→ RECORD SET:
····················
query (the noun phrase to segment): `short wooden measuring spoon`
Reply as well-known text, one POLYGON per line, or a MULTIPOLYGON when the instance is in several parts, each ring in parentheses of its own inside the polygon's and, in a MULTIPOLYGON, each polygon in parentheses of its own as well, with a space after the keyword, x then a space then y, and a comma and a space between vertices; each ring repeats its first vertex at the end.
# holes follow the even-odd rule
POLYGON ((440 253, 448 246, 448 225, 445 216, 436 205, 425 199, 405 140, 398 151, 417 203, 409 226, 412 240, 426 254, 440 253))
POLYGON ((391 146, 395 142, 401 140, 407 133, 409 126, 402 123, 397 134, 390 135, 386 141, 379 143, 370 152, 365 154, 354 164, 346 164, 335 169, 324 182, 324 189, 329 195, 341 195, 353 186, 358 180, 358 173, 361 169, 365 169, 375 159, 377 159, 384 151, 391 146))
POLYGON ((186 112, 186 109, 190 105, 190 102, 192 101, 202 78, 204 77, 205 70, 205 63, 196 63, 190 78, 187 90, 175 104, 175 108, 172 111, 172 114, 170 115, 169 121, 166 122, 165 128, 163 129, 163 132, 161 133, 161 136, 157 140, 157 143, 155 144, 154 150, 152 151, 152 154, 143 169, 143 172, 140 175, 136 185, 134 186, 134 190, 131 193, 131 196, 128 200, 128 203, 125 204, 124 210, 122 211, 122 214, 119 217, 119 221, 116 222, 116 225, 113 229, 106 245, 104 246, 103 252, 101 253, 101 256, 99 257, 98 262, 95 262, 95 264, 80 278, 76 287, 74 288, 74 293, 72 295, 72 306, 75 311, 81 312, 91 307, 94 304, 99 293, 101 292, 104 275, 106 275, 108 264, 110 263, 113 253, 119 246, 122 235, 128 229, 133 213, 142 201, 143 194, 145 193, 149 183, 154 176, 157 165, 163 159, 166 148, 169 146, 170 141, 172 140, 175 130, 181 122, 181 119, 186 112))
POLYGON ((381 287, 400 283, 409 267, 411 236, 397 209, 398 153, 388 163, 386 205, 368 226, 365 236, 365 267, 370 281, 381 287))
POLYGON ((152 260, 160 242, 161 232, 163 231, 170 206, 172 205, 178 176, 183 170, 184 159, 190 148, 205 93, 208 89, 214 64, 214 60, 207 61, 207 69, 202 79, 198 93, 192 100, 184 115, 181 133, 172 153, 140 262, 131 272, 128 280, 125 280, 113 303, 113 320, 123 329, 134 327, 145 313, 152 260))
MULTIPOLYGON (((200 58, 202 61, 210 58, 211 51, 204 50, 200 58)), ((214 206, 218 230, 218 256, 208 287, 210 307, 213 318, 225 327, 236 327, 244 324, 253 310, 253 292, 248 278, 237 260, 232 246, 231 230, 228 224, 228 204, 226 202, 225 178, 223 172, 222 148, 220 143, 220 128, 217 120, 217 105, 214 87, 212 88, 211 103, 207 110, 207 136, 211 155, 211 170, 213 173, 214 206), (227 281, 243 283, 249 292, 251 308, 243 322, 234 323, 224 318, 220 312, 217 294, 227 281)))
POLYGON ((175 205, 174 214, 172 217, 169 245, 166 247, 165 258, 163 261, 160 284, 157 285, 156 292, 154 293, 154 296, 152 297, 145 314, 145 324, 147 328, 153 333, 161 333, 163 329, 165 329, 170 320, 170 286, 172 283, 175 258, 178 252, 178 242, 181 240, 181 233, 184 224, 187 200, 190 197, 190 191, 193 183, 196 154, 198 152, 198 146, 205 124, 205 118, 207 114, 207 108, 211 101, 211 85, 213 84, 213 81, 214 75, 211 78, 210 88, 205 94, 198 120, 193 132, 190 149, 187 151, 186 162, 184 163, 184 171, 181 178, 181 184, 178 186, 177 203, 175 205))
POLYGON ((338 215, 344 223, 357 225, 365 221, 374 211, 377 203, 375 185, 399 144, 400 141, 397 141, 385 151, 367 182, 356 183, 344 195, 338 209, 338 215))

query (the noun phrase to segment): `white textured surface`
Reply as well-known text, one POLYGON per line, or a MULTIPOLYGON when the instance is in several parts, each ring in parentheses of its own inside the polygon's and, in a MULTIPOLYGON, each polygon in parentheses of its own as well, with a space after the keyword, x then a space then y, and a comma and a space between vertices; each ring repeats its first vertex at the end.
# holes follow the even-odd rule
····················
→ YOUR INSTRUCTIONS: Reproduce every line of the entries above without changing anything.

→ WRITTEN RESPONSE:
query (the noun phrase to segment): `short wooden measuring spoon`
Reply as well-known text, one POLYGON per line, or a MULTIPOLYGON when the instance is in several parts, each ring in parentheses of its own inside the polygon's and, in a MULTIPOLYGON, each polygon in parentheses of its own as well, with a space after the keyword, x then a space then y, and a comma and a space between vertices; each ring repeats its first vertex at the end.
# holes follow the even-odd rule
POLYGON ((440 253, 448 246, 448 225, 445 216, 436 205, 425 199, 405 140, 398 151, 417 203, 409 226, 412 240, 426 254, 440 253))
POLYGON ((391 146, 395 142, 401 140, 407 133, 409 126, 402 123, 397 134, 390 135, 386 141, 379 143, 370 152, 365 154, 354 164, 346 164, 335 169, 324 182, 324 189, 329 195, 341 195, 353 186, 358 180, 358 173, 361 169, 365 169, 375 159, 377 159, 384 151, 391 146))
POLYGON ((186 112, 186 109, 190 105, 190 102, 192 101, 202 78, 204 77, 205 70, 205 63, 196 63, 190 78, 187 90, 175 104, 175 108, 172 111, 172 114, 170 115, 169 121, 166 122, 165 128, 163 129, 163 132, 161 133, 161 136, 157 140, 157 143, 155 144, 154 150, 152 151, 152 154, 143 169, 143 172, 140 175, 136 185, 134 186, 134 190, 131 193, 131 196, 128 200, 128 203, 125 204, 124 210, 122 211, 122 214, 119 217, 119 221, 116 222, 116 225, 113 229, 106 245, 104 246, 103 252, 101 253, 101 256, 99 257, 98 262, 95 262, 95 264, 80 278, 76 287, 74 288, 74 293, 72 295, 72 306, 75 311, 81 312, 91 307, 94 304, 99 293, 101 292, 104 275, 106 275, 108 264, 110 263, 113 253, 119 246, 122 235, 128 229, 133 213, 142 201, 143 194, 145 193, 149 183, 154 176, 157 165, 163 159, 166 148, 169 146, 170 141, 172 140, 175 130, 181 122, 181 119, 186 112))
POLYGON ((381 287, 400 283, 409 267, 411 236, 397 209, 398 153, 388 163, 386 205, 368 226, 365 236, 365 267, 370 281, 381 287))
POLYGON ((152 260, 160 242, 161 232, 163 231, 170 206, 172 205, 178 176, 183 170, 184 159, 190 148, 205 93, 208 89, 214 64, 214 60, 207 61, 207 69, 202 79, 198 93, 192 100, 184 115, 181 133, 172 153, 140 262, 131 272, 128 280, 125 280, 113 303, 113 320, 123 329, 134 327, 145 313, 152 260))
MULTIPOLYGON (((200 58, 202 61, 210 58, 211 51, 204 50, 200 58)), ((214 206, 218 230, 218 256, 208 287, 210 307, 213 318, 225 327, 236 327, 244 324, 253 310, 253 292, 248 278, 237 260, 232 246, 231 230, 228 224, 228 204, 226 202, 225 178, 223 172, 222 148, 220 143, 220 128, 217 120, 217 105, 214 87, 212 88, 211 103, 207 110, 207 136, 211 155, 211 170, 213 173, 214 206), (227 281, 243 283, 249 292, 251 308, 243 322, 234 323, 224 318, 220 312, 217 294, 227 281)))
POLYGON ((175 205, 174 214, 172 217, 169 245, 166 247, 165 258, 163 261, 160 284, 157 285, 156 292, 154 293, 154 296, 152 297, 145 314, 145 324, 147 328, 153 333, 161 333, 163 329, 165 329, 170 320, 170 286, 172 283, 175 258, 178 252, 178 242, 181 240, 181 233, 184 224, 187 200, 190 197, 190 191, 193 183, 196 154, 198 152, 198 146, 205 124, 205 118, 207 114, 207 108, 211 101, 211 85, 213 84, 213 81, 214 75, 211 78, 210 88, 205 94, 198 120, 193 132, 190 149, 187 151, 186 162, 184 163, 184 171, 181 178, 181 184, 178 186, 177 203, 175 205))
POLYGON ((338 215, 344 223, 357 225, 365 221, 374 211, 377 203, 375 185, 399 144, 400 141, 397 141, 385 151, 367 182, 356 183, 344 195, 338 209, 338 215))

query (the noun phrase to segment): `white textured surface`
Reply as well-known text, one POLYGON per line, or a MULTIPOLYGON when the instance is in several parts, each ring in parentheses of its own inside the polygon's and, in a MULTIPOLYGON, each polygon in parentheses of its own as well, with a space after the keyword, x then a space then y, and a comma and a space between vertices; each ring repeats its first vertex at the end.
# holes follow the even-odd rule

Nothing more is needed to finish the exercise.